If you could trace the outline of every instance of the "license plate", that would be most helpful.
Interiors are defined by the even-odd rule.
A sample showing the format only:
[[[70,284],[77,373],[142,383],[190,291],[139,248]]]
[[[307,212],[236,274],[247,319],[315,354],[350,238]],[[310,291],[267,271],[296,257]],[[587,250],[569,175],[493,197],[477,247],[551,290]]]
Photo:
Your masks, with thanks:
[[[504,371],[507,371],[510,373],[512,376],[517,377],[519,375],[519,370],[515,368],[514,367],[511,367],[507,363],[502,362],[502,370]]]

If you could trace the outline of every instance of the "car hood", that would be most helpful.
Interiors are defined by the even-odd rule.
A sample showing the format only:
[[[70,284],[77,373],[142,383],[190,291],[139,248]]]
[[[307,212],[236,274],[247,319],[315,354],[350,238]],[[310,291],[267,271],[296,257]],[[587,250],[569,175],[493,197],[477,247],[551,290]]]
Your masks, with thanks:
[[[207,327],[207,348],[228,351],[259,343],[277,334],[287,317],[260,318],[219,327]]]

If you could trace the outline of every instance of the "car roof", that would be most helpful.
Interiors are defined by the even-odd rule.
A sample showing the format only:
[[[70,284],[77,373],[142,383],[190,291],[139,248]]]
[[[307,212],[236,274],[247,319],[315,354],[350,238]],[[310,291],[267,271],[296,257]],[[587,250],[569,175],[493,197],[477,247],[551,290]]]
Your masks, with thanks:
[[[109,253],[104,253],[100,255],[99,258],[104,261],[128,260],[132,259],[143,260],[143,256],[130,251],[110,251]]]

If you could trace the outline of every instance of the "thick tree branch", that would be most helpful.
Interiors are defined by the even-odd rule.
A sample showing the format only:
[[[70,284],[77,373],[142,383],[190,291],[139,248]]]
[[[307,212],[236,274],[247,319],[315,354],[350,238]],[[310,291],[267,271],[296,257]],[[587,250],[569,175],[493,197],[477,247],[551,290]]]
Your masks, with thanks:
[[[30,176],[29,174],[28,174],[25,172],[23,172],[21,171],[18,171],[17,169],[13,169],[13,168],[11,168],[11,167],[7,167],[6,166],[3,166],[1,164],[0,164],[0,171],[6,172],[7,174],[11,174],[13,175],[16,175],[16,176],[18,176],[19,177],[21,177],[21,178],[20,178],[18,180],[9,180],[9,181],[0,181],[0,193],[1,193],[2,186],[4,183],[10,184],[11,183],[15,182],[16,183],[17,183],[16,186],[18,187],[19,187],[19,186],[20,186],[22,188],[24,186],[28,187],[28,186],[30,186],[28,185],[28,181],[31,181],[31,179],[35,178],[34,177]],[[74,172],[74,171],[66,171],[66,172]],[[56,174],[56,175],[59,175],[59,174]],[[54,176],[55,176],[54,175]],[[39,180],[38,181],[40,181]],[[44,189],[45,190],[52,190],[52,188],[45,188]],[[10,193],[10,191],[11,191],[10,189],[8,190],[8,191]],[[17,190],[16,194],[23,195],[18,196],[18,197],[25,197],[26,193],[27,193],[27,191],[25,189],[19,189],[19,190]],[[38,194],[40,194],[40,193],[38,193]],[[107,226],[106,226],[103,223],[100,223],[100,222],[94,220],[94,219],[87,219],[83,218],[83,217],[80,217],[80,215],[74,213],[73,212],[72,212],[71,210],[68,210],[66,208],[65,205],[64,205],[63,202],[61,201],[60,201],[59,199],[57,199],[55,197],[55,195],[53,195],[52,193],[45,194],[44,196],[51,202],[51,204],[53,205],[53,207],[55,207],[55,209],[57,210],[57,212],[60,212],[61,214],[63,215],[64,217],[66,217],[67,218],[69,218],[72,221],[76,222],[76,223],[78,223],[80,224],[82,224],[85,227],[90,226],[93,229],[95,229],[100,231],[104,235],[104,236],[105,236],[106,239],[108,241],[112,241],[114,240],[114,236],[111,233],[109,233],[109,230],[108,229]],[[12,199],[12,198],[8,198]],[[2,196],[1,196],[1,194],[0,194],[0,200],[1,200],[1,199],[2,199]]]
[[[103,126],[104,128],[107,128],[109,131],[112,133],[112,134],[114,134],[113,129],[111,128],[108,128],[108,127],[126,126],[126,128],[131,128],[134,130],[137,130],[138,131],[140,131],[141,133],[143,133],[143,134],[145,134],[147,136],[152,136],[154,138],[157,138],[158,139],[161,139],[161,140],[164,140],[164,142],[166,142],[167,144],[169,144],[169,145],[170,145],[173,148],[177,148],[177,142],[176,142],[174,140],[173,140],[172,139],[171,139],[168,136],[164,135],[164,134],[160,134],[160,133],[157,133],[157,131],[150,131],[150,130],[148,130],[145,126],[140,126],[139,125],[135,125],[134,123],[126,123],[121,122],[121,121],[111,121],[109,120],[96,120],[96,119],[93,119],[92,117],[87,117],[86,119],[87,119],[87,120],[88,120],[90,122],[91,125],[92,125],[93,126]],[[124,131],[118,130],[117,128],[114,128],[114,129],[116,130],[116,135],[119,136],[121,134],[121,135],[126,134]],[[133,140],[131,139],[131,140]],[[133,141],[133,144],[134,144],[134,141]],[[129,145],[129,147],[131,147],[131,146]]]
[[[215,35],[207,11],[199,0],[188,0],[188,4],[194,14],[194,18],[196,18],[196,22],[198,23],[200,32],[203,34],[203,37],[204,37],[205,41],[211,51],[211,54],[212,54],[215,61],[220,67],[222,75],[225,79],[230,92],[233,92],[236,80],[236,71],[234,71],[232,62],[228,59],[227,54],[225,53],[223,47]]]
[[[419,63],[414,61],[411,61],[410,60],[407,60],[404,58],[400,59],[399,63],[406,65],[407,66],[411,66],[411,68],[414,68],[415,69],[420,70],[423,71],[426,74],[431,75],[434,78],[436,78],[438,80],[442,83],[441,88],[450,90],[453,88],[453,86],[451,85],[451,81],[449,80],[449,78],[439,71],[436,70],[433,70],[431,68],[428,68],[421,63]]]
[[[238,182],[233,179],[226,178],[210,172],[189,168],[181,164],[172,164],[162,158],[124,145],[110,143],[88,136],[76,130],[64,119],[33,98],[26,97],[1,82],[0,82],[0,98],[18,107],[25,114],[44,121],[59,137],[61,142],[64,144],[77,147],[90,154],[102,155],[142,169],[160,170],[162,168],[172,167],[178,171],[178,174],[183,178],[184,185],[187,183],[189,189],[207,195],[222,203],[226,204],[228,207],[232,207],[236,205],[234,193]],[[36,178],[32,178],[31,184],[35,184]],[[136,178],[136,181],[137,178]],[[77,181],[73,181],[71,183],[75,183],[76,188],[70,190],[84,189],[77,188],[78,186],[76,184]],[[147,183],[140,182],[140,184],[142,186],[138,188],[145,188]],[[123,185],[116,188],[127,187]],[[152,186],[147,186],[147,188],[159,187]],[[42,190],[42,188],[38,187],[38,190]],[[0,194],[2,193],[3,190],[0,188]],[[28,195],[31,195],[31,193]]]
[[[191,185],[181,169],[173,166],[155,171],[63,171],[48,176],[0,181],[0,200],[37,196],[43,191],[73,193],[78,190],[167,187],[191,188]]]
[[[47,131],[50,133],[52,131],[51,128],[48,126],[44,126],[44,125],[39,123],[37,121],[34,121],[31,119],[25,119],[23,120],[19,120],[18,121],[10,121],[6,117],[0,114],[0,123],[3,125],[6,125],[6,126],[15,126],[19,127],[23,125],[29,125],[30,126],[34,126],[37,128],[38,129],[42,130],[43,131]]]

==

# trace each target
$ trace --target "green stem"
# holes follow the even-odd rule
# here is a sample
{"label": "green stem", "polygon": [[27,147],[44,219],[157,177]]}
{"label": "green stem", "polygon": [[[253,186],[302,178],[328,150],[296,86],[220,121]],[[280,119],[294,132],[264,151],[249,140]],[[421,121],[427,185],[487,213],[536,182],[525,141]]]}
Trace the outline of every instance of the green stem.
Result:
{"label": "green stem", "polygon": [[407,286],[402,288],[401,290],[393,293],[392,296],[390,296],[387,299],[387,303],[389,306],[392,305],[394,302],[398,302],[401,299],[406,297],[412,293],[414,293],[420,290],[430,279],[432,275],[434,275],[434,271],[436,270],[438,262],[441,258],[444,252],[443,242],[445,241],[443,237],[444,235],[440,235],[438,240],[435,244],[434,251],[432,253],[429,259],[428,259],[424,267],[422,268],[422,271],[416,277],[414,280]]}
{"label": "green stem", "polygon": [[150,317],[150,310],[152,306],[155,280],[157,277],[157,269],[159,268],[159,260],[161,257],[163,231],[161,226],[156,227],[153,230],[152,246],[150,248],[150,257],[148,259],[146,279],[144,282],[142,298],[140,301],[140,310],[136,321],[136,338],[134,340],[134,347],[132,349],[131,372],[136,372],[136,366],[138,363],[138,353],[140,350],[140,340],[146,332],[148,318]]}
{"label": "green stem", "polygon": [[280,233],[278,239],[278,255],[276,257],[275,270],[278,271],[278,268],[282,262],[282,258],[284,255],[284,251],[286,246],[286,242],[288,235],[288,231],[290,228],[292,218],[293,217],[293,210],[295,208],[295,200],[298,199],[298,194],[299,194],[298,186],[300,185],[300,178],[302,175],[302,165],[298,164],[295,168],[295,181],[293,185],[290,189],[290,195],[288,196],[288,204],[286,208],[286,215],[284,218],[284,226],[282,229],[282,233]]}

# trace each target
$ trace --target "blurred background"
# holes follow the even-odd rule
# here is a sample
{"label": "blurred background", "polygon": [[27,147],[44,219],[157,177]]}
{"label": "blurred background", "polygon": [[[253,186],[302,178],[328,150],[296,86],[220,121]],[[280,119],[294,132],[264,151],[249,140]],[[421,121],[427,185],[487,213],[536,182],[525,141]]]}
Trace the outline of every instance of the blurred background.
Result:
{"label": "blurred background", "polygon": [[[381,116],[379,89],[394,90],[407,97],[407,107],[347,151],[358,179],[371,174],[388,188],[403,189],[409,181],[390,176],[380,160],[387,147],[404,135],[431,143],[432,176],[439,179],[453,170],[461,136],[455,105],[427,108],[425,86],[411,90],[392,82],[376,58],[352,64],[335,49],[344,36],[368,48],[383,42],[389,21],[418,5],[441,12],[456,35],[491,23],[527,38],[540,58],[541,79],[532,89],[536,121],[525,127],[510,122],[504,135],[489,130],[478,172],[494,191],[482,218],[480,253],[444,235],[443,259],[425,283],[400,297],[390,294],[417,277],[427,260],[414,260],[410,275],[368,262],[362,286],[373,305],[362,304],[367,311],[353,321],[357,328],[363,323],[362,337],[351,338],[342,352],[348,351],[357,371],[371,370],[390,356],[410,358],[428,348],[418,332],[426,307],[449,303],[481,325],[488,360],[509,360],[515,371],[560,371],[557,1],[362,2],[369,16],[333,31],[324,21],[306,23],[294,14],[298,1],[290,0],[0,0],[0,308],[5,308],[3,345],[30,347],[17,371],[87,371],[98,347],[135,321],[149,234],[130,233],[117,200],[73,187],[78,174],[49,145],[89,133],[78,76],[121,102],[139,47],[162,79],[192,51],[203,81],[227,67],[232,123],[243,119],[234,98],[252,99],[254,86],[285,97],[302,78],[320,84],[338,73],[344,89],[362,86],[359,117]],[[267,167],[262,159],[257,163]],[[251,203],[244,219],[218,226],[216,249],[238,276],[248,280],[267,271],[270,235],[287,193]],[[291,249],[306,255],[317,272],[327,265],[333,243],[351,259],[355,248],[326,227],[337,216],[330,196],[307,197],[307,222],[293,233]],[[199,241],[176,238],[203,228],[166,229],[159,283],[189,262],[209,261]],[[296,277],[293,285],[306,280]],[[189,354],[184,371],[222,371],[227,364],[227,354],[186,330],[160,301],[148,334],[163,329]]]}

**Aufgabenstellung:**
Geben Sie an, wie viele Zeilen der obigen Arbeitsdaten die Zeichenfolge „that“ enthalten. Nennen Sie ausschließlich die Zahl.

**Endergebnis:**
4